**** Given records

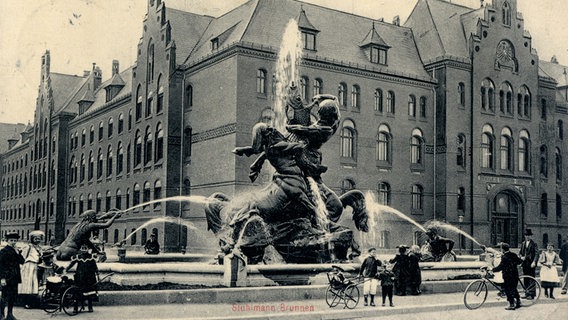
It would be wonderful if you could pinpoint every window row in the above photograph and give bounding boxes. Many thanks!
[101,227,159,246]
[2,162,56,200]
[1,198,54,221]
[480,79,531,117]
[68,124,164,184]
[135,74,165,121]
[66,181,163,217]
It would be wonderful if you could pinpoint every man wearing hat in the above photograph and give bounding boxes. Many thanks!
[491,242,523,310]
[358,247,381,306]
[144,231,160,255]
[0,232,25,320]
[519,228,538,299]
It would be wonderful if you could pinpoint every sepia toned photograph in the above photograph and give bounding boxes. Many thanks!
[0,0,567,319]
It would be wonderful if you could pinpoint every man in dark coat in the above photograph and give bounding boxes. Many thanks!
[144,232,160,255]
[491,242,523,310]
[426,228,455,262]
[519,228,538,298]
[390,245,410,296]
[0,232,25,320]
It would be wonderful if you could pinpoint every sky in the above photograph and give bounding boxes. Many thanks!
[0,0,567,125]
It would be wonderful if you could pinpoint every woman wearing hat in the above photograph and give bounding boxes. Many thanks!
[0,232,25,320]
[18,230,44,309]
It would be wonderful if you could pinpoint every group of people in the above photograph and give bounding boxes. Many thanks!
[484,228,566,311]
[358,245,423,308]
[0,230,102,319]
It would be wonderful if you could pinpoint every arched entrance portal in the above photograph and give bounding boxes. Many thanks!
[490,190,522,247]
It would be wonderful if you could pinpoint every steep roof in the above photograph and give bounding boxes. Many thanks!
[360,24,390,48]
[166,8,214,64]
[539,60,568,87]
[50,73,87,114]
[0,123,26,154]
[405,0,478,63]
[184,0,430,80]
[80,66,134,117]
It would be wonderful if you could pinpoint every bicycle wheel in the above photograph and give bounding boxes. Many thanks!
[343,284,360,309]
[463,279,488,310]
[61,286,82,316]
[325,285,342,308]
[517,275,541,306]
[41,289,59,313]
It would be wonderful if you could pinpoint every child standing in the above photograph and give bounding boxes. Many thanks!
[378,263,396,307]
[65,244,99,313]
[358,248,381,306]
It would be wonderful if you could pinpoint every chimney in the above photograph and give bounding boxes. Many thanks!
[551,55,559,64]
[83,70,91,77]
[112,60,120,76]
[92,63,102,90]
[393,15,400,26]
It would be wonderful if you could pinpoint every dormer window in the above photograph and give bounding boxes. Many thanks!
[370,46,388,65]
[302,31,316,51]
[211,38,219,51]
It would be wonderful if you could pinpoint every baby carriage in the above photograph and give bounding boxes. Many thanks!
[40,272,74,313]
[325,265,362,309]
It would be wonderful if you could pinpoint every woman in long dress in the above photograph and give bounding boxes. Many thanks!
[18,230,44,308]
[539,243,563,299]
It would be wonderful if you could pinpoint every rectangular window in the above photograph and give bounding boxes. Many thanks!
[302,32,316,50]
[370,47,379,64]
[146,98,153,117]
[211,38,219,51]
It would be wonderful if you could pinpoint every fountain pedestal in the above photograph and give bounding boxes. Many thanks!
[117,247,127,263]
[223,250,247,287]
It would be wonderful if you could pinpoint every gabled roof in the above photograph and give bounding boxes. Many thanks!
[405,0,477,63]
[50,73,87,114]
[539,60,568,87]
[107,73,126,87]
[297,6,318,32]
[166,8,214,64]
[79,66,134,117]
[186,0,429,80]
[0,123,26,154]
[360,23,389,48]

********

▶ **What is needed**: Could you output the full set of entries exactly, skipping every picture?

▶ **Answer box**:
It would be wonderful if you could pinpoint every window row in the above photograph and give bounding boxes. Many thanks!
[101,227,159,246]
[2,162,56,200]
[1,198,54,221]
[480,79,531,117]
[68,124,164,184]
[135,74,165,121]
[66,181,163,217]
It would be wonderful if you could pinpoint every man wearing hat in the above photograph and give bounding boxes. Many thanks!
[491,242,523,310]
[358,247,381,306]
[144,231,160,255]
[0,232,25,320]
[519,228,538,299]
It would be wonderful if you could pinpoint every sepia toned photograph in the above photograph and give bounding boxes. Many thanks!
[0,0,567,319]
It would be wonderful if you could pinpoint every man in dark coat in the above photograph and give bounding boxes. Many thanks!
[144,232,160,255]
[491,242,523,310]
[426,228,455,262]
[519,228,538,298]
[390,245,410,296]
[0,232,25,320]
It would be wonderful if you could pinpoint every sky in the above photograph and give bounding boxes. Many thanks!
[0,0,567,125]
It would be wonderful if you could pinpoint every woman wearing hat in the above photograph and give bounding boxes. Many thanks!
[0,232,25,320]
[18,230,44,309]
It would be wonderful if you could pinpoint every group of people in the above photograph and give bounding boxes. Many thanks!
[484,228,566,311]
[358,245,423,308]
[0,230,102,319]
It would be wonderful if you could pinpoint every arched entrance portal in the above photograph and give bounding boxes. Many thanks!
[490,190,522,247]
It would be wonderful if you could pinpoint every steep roof in the above photograph and give bounding boxes. Many thanks!
[360,24,390,48]
[166,8,214,64]
[539,60,568,87]
[50,73,87,114]
[0,123,26,154]
[405,0,478,63]
[184,0,430,80]
[80,66,134,117]
It would be wonderful if you could pinpoint every bicycle wheel in the above photograph and give bounding boxes. Many thanks!
[343,284,360,309]
[463,279,488,310]
[61,286,82,316]
[325,285,342,308]
[517,275,541,306]
[41,289,59,313]
It would be wonderful if you could pinpoint every child standing in the above photograph and give bounding boxes. Many thanks!
[378,263,396,307]
[65,244,99,313]
[358,248,381,306]
It would be wonderful if you could pinpoint every chimney in the above photograph and give bounding boxes. Many thanks!
[551,55,559,64]
[83,70,91,77]
[112,60,120,76]
[92,63,102,90]
[393,15,400,26]
It would be wonderful if you could pinpoint every dormer window in the above photograph and give bounding boxes. Many thanks!
[370,46,388,65]
[302,31,316,51]
[211,38,219,51]
It would be wonderful if you could pinpoint every baby carriage in the above photograph and give bounding boxes. Many thanks!
[40,272,74,313]
[325,265,362,309]
It would be wonderful if you could pinpoint every woman in long dress in the above photograph and give bounding boxes. Many thanks!
[18,230,44,308]
[539,243,563,299]
It would be wonderful if you could pinpoint every rectangular window in the above photograph and give bounding boxes. Many thanks!
[302,32,316,50]
[370,47,379,64]
[146,98,153,117]
[211,38,219,51]
It would be wonderful if you could pinpoint every fountain pedestal in the above photograph and give bounding boxes. Many thanks!
[117,247,127,263]
[223,250,247,287]
It would be wonderful if you could pinpoint every gabled roof in the above photograph and give bounding boxes. Many thanks!
[405,0,477,63]
[50,73,87,114]
[539,60,568,87]
[107,73,126,87]
[297,6,318,32]
[166,8,214,64]
[79,66,134,117]
[186,0,429,80]
[0,123,26,154]
[360,23,389,48]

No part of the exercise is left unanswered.